───── Input
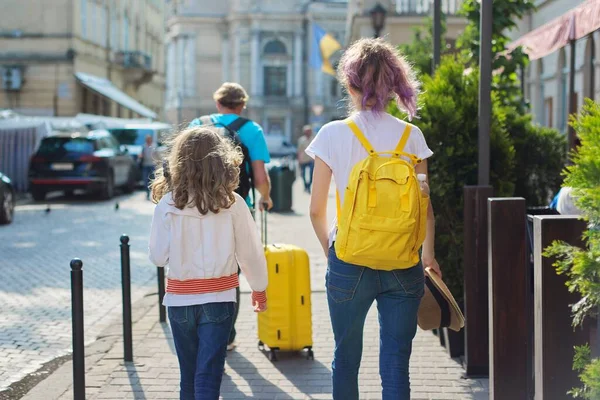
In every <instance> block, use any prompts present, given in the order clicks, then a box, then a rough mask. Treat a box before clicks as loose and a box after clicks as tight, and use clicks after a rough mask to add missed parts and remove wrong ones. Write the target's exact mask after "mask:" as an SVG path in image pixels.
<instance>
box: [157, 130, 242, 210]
mask: <svg viewBox="0 0 600 400" xmlns="http://www.w3.org/2000/svg"><path fill="white" fill-rule="evenodd" d="M166 146H167V150H166V155H165V161H166V162H163V165H162V166H161V167H159V168H158V169H157V171H156V175H155V179H154V180H153V181H152V184H151V188H152V201H153V202H154V203H158V202H159V201H160V200H161V199H162V198H163V196H164V195H165V194H167V193H169V192H172V197H173V202H174V203H175V204H174V205H175V207H177V208H178V209H180V210H182V209H183V208H185V207H196V208H197V209H198V211H199V212H200V214H202V215H206V214H207V213H208V212H209V211H210V212H213V213H218V212H219V211H220V210H221V209H228V208H229V207H231V206H232V205H233V203H235V196H234V191H235V189H237V187H238V186H239V182H240V170H239V166H240V165H241V163H242V161H243V155H242V152H241V150H240V149H239V148H238V147H234V145H233V143H232V142H231V141H230V140H228V139H226V138H224V137H223V136H221V135H220V134H219V133H218V132H217V131H216V130H215V129H213V128H210V127H194V128H188V129H185V130H183V131H181V132H179V133H176V134H174V135H173V136H172V137H171V138H170V139H168V140H167V143H166Z"/></svg>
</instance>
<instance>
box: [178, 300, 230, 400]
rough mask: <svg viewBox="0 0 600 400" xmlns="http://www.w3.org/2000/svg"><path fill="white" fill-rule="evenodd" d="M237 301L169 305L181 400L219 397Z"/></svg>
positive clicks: (203, 398) (196, 399) (216, 399)
mask: <svg viewBox="0 0 600 400" xmlns="http://www.w3.org/2000/svg"><path fill="white" fill-rule="evenodd" d="M235 308H236V304H235V303H209V304H202V305H196V306H183V307H169V322H170V323H171V331H172V332H173V340H174V342H175V349H176V351H177V358H178V359H179V370H180V373H181V384H180V395H179V398H180V399H181V400H218V399H219V392H220V390H221V380H222V379H223V372H224V371H225V357H226V354H227V338H228V337H229V332H230V331H231V326H232V316H233V314H234V312H235Z"/></svg>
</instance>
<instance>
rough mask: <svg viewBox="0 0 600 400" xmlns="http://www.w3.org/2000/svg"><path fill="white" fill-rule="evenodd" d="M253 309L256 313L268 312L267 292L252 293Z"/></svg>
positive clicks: (254, 311) (252, 302)
mask: <svg viewBox="0 0 600 400" xmlns="http://www.w3.org/2000/svg"><path fill="white" fill-rule="evenodd" d="M252 307H253V308H254V312H264V311H266V310H267V294H266V292H255V291H252Z"/></svg>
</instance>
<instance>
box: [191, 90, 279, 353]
mask: <svg viewBox="0 0 600 400" xmlns="http://www.w3.org/2000/svg"><path fill="white" fill-rule="evenodd" d="M213 99H214V100H215V102H216V105H217V110H218V113H217V114H211V115H208V116H204V117H200V118H196V119H195V120H193V121H192V122H191V123H190V125H189V126H190V127H192V126H200V125H203V124H208V123H212V124H214V125H215V126H217V127H225V126H236V128H235V129H234V130H235V131H236V133H237V136H238V138H239V141H240V142H241V143H242V144H243V145H244V146H245V147H246V148H247V149H248V156H249V158H250V161H251V165H252V177H253V183H254V187H255V189H256V190H257V191H258V193H260V197H261V198H260V200H259V202H258V207H259V209H260V210H261V211H262V210H263V209H264V208H265V205H266V207H267V210H270V209H271V208H272V207H273V201H272V200H271V181H270V180H269V174H268V173H267V169H266V167H265V164H267V163H268V162H269V161H271V157H270V155H269V149H268V148H267V142H266V140H265V136H264V133H263V130H262V128H261V126H260V125H259V124H257V123H256V122H254V121H244V120H240V121H238V122H239V123H237V124H236V121H237V120H238V119H239V118H240V116H241V114H242V112H243V111H244V109H245V108H246V103H247V102H248V94H247V93H246V91H245V90H244V88H243V87H242V86H241V85H239V84H237V83H230V82H226V83H224V84H223V85H221V87H220V88H219V89H218V90H217V91H216V92H215V94H214V95H213ZM242 167H243V166H242ZM253 201H254V202H255V201H256V199H250V198H249V197H246V202H247V203H248V206H249V207H251V206H252V202H253ZM238 273H239V270H238ZM236 297H237V304H238V307H236V308H235V313H234V315H233V327H232V329H231V333H230V335H229V341H228V343H227V350H233V349H234V348H235V343H234V341H235V337H236V330H235V322H236V320H237V316H238V310H239V304H240V288H239V287H238V288H237V291H236Z"/></svg>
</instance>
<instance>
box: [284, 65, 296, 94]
mask: <svg viewBox="0 0 600 400" xmlns="http://www.w3.org/2000/svg"><path fill="white" fill-rule="evenodd" d="M289 60H290V61H288V63H287V68H286V70H287V76H286V78H287V85H286V89H287V90H286V96H287V97H288V98H291V97H293V96H294V75H295V71H294V70H295V68H294V63H293V61H292V58H291V57H290V58H289Z"/></svg>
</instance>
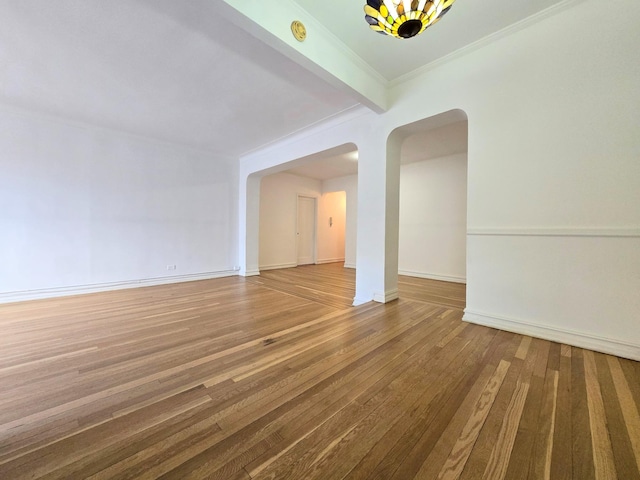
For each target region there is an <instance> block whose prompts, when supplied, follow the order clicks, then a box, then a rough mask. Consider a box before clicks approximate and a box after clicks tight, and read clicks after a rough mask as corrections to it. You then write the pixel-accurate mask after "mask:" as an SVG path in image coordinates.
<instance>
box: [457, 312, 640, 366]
mask: <svg viewBox="0 0 640 480" xmlns="http://www.w3.org/2000/svg"><path fill="white" fill-rule="evenodd" d="M464 312H465V313H464V316H463V317H462V320H464V321H465V322H469V323H475V324H478V325H483V326H485V327H491V328H497V329H499V330H506V331H508V332H513V333H518V334H520V335H528V336H530V337H536V338H542V339H543V340H550V341H552V342H558V343H564V344H567V345H572V346H574V347H579V348H586V349H589V350H595V351H596V352H601V353H606V354H609V355H616V356H618V357H624V358H629V359H631V360H636V361H640V345H636V344H633V343H626V342H622V341H620V340H614V339H611V338H605V337H600V336H597V335H591V334H588V333H584V332H578V331H575V330H568V329H563V328H558V327H550V326H547V325H538V324H535V323H532V322H529V321H526V320H521V319H514V318H507V317H502V316H500V315H496V314H491V313H485V312H478V311H474V310H470V309H468V308H467V309H465V311H464Z"/></svg>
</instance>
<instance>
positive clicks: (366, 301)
mask: <svg viewBox="0 0 640 480" xmlns="http://www.w3.org/2000/svg"><path fill="white" fill-rule="evenodd" d="M370 301H371V299H370V298H358V297H354V298H353V303H352V304H351V306H353V307H359V306H360V305H364V304H365V303H369V302H370Z"/></svg>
──────────
**To-do item**.
Render every line of the entries above as a JSON list of strings, one string per line, with blank lines dropped and the pictures left out.

**Solution for this task**.
[
  "In every <instance> block, use any prompts present, given in the order clicks, then a box, then a rough mask. Treat a box before clicks as loose and a box after clicks as tight, and use clicks after a rough mask to add missed parts and remove wrong ones. Write the target's exact mask after \"mask:\" as an SVG path in image pixels.",
  "<instance>",
  "box: [157, 130, 242, 210]",
  "mask: <svg viewBox=\"0 0 600 400\" xmlns=\"http://www.w3.org/2000/svg\"><path fill=\"white\" fill-rule=\"evenodd\" d=\"M166 146H167V150H166V155H165V161H166V162H163V165H162V166H161V167H159V168H158V169H157V171H156V175H155V179H154V180H153V181H152V184H151V188H152V201H153V202H154V203H158V202H159V201H160V200H161V199H162V198H163V196H164V195H165V194H167V193H169V192H172V197H173V202H174V203H175V204H174V205H175V207H177V208H178V209H180V210H182V209H183V208H185V207H196V208H197V209H198V211H199V212H200V214H202V215H206V214H207V213H208V212H209V211H210V212H213V213H218V212H219V211H220V210H221V209H228V208H229V207H231V206H232V205H233V203H235V196H234V191H235V189H237V187H238V186H239V182H240V170H239V166H240V165H241V163H242V161H243V155H242V152H241V150H240V149H239V148H238V147H234V145H233V143H232V142H231V141H230V140H228V139H226V138H224V137H223V136H221V135H220V134H219V133H218V132H217V131H216V130H215V129H213V128H210V127H194V128H188V129H185V130H183V131H181V132H179V133H176V134H174V135H173V136H172V137H171V138H170V139H168V140H167V143H166Z\"/></svg>",
  "</instance>",
  "<instance>",
  "box: [178, 300, 230, 400]",
  "rough mask: <svg viewBox=\"0 0 600 400\" xmlns=\"http://www.w3.org/2000/svg\"><path fill=\"white\" fill-rule=\"evenodd\" d=\"M237 301L169 305L181 400L219 397Z\"/></svg>",
  "positive clicks: (203, 398) (196, 399) (216, 399)",
  "mask: <svg viewBox=\"0 0 600 400\" xmlns=\"http://www.w3.org/2000/svg\"><path fill=\"white\" fill-rule=\"evenodd\" d=\"M235 308H236V304H235V303H209V304H202V305H196V306H183V307H169V322H170V323H171V331H172V332H173V340H174V342H175V349H176V351H177V358H178V359H179V370H180V373H181V384H180V395H179V398H180V399H181V400H218V399H219V392H220V390H221V380H222V379H223V372H224V371H225V357H226V354H227V338H228V337H229V332H230V331H231V326H232V316H233V314H234V312H235Z\"/></svg>",
  "</instance>",
  "<instance>",
  "rough mask: <svg viewBox=\"0 0 600 400\" xmlns=\"http://www.w3.org/2000/svg\"><path fill=\"white\" fill-rule=\"evenodd\" d=\"M253 309L256 313L268 312L267 292L252 293Z\"/></svg>",
  "positive clicks: (254, 311) (252, 302)",
  "mask: <svg viewBox=\"0 0 600 400\" xmlns=\"http://www.w3.org/2000/svg\"><path fill=\"white\" fill-rule=\"evenodd\" d=\"M252 307H253V308H254V312H264V311H266V310H267V294H266V292H255V291H252Z\"/></svg>",
  "</instance>",
  "<instance>",
  "box: [191, 90, 279, 353]",
  "mask: <svg viewBox=\"0 0 600 400\" xmlns=\"http://www.w3.org/2000/svg\"><path fill=\"white\" fill-rule=\"evenodd\" d=\"M213 99H214V100H215V102H216V105H217V110H218V113H217V114H211V115H208V116H204V117H200V118H196V119H195V120H193V121H192V122H191V123H190V125H189V126H190V127H192V126H200V125H203V124H208V123H212V124H214V125H215V126H217V127H225V126H236V128H235V129H234V130H235V131H236V133H237V136H238V138H239V141H240V142H241V143H242V144H243V145H244V146H245V147H246V148H247V149H248V156H249V158H250V161H251V165H252V177H253V183H254V187H255V189H256V190H257V191H258V193H260V197H261V198H260V200H259V202H258V207H259V209H260V210H261V211H262V210H263V209H264V208H265V205H266V207H267V210H270V209H271V208H272V207H273V201H272V200H271V181H270V180H269V174H268V173H267V169H266V167H265V164H267V163H268V162H269V161H271V157H270V155H269V149H268V148H267V142H266V140H265V136H264V133H263V130H262V128H261V126H260V125H259V124H257V123H256V122H254V121H244V120H240V121H238V122H239V123H237V124H236V121H237V120H238V119H239V118H240V116H241V114H242V112H243V111H244V109H245V108H246V103H247V102H248V94H247V93H246V91H245V90H244V88H243V87H242V86H241V85H239V84H237V83H230V82H226V83H224V84H223V85H221V87H220V88H219V89H218V90H217V91H216V92H215V94H214V95H213ZM242 167H243V166H242ZM253 201H254V202H255V201H256V199H250V198H249V197H246V202H247V203H248V206H249V207H251V206H252V202H253ZM238 273H239V270H238ZM236 297H237V304H238V307H236V308H235V313H234V315H233V327H232V329H231V333H230V335H229V341H228V343H227V350H233V349H234V348H235V343H234V341H235V337H236V330H235V322H236V320H237V316H238V310H239V304H240V288H239V287H238V288H237V291H236Z\"/></svg>",
  "</instance>",
  "<instance>",
  "box: [284, 65, 296, 94]",
  "mask: <svg viewBox=\"0 0 600 400\" xmlns=\"http://www.w3.org/2000/svg\"><path fill=\"white\" fill-rule=\"evenodd\" d=\"M289 60H290V61H288V63H287V68H286V70H287V76H286V78H287V85H286V89H287V90H286V96H287V97H288V98H291V97H293V96H294V75H295V71H294V70H295V68H294V63H293V61H292V58H291V57H290V58H289Z\"/></svg>",
  "</instance>",
  "For each target region there is an <instance> block whose prompts, when supplied, follow the order clicks, then a box, then a rough mask. Consider a box before clicks approximate and a box after clicks tight, and read clicks after a rough mask as corrections to it. You then write the pixel-accurate mask after \"mask:\" as an SVG path in image coordinates.",
  "<instance>",
  "box: [457, 312, 640, 366]",
  "mask: <svg viewBox=\"0 0 640 480\" xmlns=\"http://www.w3.org/2000/svg\"><path fill=\"white\" fill-rule=\"evenodd\" d=\"M464 312H465V313H464V316H463V317H462V320H464V321H465V322H469V323H475V324H478V325H483V326H485V327H491V328H497V329H499V330H506V331H508V332H513V333H518V334H520V335H528V336H530V337H536V338H542V339H543V340H550V341H552V342H558V343H564V344H567V345H572V346H574V347H579V348H586V349H589V350H595V351H596V352H601V353H606V354H609V355H616V356H618V357H624V358H629V359H631V360H636V361H640V345H636V344H633V343H626V342H622V341H620V340H614V339H611V338H605V337H600V336H597V335H591V334H588V333H584V332H578V331H575V330H568V329H563V328H558V327H550V326H547V325H538V324H535V323H532V322H529V321H526V320H521V319H514V318H507V317H502V316H500V315H496V314H491V313H485V312H478V311H474V310H470V309H468V308H467V309H465V311H464Z\"/></svg>",
  "</instance>",
  "<instance>",
  "positive clicks: (366, 301)",
  "mask: <svg viewBox=\"0 0 640 480\" xmlns=\"http://www.w3.org/2000/svg\"><path fill=\"white\" fill-rule=\"evenodd\" d=\"M370 301H371V299H370V298H358V297H354V298H353V303H352V304H351V306H353V307H359V306H360V305H364V304H365V303H369V302H370Z\"/></svg>"
]